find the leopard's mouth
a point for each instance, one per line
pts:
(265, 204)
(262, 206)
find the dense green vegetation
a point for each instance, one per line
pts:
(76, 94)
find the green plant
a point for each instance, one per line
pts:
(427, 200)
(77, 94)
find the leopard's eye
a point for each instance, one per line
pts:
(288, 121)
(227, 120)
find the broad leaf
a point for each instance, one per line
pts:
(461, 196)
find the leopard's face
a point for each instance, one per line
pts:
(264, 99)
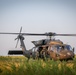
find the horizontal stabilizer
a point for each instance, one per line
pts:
(17, 52)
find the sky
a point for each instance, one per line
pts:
(36, 16)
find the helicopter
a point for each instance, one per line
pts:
(44, 48)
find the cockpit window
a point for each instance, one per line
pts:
(68, 47)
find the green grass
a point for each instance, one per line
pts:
(18, 65)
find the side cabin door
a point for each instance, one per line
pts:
(53, 52)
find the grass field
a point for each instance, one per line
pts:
(19, 65)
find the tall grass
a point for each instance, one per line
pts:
(20, 66)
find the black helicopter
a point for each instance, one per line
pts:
(45, 48)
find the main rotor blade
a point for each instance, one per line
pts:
(8, 33)
(38, 34)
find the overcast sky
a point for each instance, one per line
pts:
(36, 16)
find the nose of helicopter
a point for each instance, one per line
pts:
----
Requirement – Please write out all the lines of these records again, requests included, scaling every point coordinate in the answers by 0.5 and rounding to whole numbers, with halves rounded up. Omit the pictures from your answer.

Exercise output –
find the leopard's mouth
a point for each instance, one per line
pts:
(133, 102)
(131, 103)
find the dense green vegetation
a point for each instance, one per line
pts:
(38, 47)
find the green plant
a point for each instance, one per line
pts:
(214, 100)
(39, 47)
find the leopard's eye
a point for each instance, one per line
pts:
(144, 61)
(114, 60)
find the broad leaf
a point for each instance, one per line
pts:
(231, 98)
find the leopard's face
a point for each instance, one per line
pts:
(132, 50)
find the horizontal stabilizer
a point for each instance, one per line
pts:
(9, 26)
find the sky
a point for each instance, one per line
pts:
(18, 8)
find the helicopter
a point for each instance, one per line
pts:
(22, 24)
find the cockpit window
a point for each instance, one per line
pts:
(34, 24)
find the green grass
a point for each instance, one per line
pts:
(9, 33)
find the side cabin door
a point for each instance, one per line
pts:
(27, 26)
find the grass field
a point for each instance, one per line
pts:
(10, 33)
find the tall grass
a point for each instance, one per line
pts:
(10, 33)
find the black helicopter
a point for each instance, one per line
pts:
(23, 24)
find the main rotor blade
a point for each instance, one per line
pts:
(4, 17)
(19, 17)
find the overcast sky
a point for each instance, one per line
pts:
(18, 8)
find the nose of helicopter
a point for each instance, one per line
pts:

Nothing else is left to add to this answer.